--- START OF Task data ---

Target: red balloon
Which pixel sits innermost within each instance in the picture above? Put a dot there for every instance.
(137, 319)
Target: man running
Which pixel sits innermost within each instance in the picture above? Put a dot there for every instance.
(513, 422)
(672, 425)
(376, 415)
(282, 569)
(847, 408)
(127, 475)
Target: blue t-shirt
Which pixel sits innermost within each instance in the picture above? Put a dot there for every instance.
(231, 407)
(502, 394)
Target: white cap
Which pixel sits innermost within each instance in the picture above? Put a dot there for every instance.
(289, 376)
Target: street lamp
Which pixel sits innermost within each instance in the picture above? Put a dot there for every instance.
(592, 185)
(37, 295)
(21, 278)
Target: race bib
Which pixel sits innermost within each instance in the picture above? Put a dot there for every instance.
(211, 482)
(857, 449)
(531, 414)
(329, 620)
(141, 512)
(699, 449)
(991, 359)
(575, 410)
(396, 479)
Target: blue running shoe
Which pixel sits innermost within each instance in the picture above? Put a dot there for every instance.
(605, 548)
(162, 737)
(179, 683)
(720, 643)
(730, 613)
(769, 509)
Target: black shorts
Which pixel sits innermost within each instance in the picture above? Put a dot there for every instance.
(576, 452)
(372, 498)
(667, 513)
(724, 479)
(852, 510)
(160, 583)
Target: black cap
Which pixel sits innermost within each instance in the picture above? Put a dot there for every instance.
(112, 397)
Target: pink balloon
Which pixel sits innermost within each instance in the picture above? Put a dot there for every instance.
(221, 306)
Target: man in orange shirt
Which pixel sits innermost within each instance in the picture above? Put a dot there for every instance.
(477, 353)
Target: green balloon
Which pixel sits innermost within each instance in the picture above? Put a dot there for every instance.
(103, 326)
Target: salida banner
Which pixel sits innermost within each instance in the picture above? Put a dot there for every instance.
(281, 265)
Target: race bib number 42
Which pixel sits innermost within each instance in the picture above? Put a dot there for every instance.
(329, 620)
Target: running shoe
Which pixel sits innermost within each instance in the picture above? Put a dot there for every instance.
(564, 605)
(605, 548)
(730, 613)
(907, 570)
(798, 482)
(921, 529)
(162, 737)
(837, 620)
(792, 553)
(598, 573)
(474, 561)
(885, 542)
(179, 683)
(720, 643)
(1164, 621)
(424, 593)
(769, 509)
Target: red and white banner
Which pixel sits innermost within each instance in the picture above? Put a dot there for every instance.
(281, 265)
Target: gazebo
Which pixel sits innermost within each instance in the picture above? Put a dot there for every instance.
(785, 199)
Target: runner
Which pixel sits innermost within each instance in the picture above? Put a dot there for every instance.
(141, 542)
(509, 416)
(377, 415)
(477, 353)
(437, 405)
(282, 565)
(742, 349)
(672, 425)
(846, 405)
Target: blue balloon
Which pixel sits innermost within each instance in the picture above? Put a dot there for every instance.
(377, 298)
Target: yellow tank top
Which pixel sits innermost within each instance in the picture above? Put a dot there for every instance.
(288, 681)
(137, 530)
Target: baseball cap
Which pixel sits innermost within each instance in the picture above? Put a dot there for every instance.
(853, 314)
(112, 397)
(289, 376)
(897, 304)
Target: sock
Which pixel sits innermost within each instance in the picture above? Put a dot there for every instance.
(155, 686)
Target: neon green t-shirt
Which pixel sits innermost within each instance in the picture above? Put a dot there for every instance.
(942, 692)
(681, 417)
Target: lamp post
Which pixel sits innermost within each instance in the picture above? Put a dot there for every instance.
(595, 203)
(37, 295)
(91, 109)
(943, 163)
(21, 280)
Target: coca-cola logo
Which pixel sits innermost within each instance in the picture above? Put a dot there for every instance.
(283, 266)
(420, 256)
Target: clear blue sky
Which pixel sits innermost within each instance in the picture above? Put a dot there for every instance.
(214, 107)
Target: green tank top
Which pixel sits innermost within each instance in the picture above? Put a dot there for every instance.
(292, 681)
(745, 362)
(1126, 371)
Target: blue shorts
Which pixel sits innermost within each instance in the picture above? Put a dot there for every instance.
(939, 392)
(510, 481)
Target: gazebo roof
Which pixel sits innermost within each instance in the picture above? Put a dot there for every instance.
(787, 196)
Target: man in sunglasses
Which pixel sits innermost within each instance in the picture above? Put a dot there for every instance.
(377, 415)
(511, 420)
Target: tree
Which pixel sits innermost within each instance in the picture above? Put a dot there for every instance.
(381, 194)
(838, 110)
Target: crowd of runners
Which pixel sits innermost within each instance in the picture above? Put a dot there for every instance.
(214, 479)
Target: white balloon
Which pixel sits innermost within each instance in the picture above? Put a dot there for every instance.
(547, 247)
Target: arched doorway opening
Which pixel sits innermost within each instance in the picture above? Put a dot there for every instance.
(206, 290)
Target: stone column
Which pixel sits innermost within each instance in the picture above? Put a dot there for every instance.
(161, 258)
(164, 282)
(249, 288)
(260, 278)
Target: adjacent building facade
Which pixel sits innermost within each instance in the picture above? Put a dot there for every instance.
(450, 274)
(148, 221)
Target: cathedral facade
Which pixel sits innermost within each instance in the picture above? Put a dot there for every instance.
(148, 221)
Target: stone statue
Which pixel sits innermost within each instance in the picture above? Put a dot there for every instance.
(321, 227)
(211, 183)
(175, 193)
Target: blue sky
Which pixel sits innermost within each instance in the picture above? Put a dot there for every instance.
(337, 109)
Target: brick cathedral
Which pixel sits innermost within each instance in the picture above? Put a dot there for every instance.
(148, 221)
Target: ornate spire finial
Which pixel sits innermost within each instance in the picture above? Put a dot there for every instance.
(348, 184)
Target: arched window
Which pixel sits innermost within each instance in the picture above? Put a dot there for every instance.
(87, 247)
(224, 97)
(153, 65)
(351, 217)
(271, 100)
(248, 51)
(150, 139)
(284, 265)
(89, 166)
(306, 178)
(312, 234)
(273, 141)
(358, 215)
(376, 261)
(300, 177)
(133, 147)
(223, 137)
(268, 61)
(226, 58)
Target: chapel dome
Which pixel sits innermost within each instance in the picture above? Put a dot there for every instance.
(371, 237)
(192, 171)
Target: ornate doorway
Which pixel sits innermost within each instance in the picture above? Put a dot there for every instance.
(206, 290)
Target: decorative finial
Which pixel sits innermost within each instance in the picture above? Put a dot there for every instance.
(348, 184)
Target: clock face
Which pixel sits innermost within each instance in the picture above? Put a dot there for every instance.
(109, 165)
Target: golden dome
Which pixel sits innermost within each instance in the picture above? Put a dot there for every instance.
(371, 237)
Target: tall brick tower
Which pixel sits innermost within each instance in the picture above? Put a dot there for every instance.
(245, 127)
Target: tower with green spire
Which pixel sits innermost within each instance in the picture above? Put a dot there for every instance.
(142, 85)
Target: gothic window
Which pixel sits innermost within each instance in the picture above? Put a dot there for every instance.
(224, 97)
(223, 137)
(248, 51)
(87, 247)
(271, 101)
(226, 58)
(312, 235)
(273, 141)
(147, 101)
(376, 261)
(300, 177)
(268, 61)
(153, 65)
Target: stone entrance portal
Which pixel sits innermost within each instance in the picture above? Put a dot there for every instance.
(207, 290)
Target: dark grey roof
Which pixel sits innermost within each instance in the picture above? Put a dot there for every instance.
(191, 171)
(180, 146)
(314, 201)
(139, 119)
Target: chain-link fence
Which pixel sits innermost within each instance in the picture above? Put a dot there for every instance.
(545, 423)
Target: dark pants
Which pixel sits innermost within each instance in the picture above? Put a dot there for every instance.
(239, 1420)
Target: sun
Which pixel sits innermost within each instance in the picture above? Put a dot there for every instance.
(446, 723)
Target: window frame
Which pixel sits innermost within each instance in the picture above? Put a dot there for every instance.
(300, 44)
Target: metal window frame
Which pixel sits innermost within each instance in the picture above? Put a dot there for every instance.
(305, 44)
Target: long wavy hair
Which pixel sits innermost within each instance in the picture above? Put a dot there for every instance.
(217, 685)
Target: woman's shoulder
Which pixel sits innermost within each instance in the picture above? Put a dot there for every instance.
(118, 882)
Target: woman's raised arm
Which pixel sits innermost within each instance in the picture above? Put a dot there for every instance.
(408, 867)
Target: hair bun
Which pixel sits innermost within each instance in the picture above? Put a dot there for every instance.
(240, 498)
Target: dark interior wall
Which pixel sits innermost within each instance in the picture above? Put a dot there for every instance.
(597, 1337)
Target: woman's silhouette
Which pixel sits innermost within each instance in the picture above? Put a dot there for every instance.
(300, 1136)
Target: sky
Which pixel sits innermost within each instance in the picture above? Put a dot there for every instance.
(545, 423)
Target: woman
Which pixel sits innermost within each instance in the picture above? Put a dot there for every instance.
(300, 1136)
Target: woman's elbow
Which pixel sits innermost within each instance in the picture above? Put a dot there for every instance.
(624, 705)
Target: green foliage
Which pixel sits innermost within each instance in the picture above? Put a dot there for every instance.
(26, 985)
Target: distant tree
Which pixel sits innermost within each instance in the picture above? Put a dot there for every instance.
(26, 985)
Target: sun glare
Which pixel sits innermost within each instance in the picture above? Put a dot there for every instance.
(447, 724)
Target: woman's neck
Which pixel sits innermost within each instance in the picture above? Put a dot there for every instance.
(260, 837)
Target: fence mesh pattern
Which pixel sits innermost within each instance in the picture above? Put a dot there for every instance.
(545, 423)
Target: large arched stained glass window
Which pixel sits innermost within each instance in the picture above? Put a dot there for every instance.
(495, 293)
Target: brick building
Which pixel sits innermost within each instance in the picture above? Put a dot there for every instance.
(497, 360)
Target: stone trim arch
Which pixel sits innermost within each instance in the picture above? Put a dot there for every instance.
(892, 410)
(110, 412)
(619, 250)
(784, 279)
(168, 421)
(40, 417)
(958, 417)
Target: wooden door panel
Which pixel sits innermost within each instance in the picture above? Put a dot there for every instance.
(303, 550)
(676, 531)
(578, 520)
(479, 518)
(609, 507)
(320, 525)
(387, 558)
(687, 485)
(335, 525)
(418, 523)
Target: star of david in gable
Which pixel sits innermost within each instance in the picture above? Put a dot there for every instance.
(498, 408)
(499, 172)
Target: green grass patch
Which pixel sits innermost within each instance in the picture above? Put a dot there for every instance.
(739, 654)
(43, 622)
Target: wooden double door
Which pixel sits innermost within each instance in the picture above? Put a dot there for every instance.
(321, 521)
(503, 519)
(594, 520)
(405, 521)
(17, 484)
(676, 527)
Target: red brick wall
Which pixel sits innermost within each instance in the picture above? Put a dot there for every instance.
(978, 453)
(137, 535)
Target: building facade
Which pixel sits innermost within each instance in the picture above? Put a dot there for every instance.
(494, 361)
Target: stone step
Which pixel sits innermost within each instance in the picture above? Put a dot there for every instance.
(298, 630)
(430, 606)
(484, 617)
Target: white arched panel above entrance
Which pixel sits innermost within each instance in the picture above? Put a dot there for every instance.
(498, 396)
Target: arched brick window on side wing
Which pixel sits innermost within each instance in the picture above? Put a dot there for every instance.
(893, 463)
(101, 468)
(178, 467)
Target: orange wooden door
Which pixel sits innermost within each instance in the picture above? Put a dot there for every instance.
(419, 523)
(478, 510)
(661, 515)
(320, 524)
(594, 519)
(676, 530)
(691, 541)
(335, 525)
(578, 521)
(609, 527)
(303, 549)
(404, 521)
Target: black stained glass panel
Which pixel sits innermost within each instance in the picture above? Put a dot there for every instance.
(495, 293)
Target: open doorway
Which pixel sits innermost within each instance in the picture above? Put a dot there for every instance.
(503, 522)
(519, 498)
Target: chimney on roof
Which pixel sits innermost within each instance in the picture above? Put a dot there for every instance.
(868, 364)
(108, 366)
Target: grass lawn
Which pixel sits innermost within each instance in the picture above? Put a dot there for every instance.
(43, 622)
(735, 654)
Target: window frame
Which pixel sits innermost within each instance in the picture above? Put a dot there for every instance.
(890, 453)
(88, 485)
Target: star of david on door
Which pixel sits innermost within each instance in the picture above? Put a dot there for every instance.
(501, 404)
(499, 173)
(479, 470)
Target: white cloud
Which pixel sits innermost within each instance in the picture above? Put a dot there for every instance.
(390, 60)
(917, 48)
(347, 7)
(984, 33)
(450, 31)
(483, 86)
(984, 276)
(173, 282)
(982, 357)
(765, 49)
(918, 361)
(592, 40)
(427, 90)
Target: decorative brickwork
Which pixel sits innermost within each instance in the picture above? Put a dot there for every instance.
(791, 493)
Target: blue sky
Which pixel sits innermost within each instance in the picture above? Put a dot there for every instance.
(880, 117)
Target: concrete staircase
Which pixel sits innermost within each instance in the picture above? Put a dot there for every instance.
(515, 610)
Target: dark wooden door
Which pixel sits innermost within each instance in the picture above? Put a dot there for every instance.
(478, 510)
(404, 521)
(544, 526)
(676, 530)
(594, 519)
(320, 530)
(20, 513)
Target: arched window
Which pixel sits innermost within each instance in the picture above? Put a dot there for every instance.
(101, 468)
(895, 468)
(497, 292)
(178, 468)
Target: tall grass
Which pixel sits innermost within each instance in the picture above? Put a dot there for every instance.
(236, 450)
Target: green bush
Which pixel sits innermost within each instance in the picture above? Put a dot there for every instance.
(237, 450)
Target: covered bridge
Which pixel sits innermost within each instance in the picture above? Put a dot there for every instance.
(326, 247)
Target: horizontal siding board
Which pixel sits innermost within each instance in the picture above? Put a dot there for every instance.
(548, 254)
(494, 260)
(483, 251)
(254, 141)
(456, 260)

--- END OF Task data ---

Work to complete >>
Reproduce the data above word for word, starting at the line that contains "Target: green bush" and ending with the last line of the data.

Solution for this exercise >>
Target: green bush
Which pixel sits innermost within each instance in the picture above? Put a dot there for every instance.
(237, 450)
Target: covered bridge
Which pixel sits innermost within each instance in the picture above? Put a dot there for every instance.
(326, 247)
Target: horizontal siding board
Which pixel sits innermost within each instance in the picture above? Put a dot there for every instance.
(548, 254)
(494, 260)
(483, 251)
(254, 141)
(456, 260)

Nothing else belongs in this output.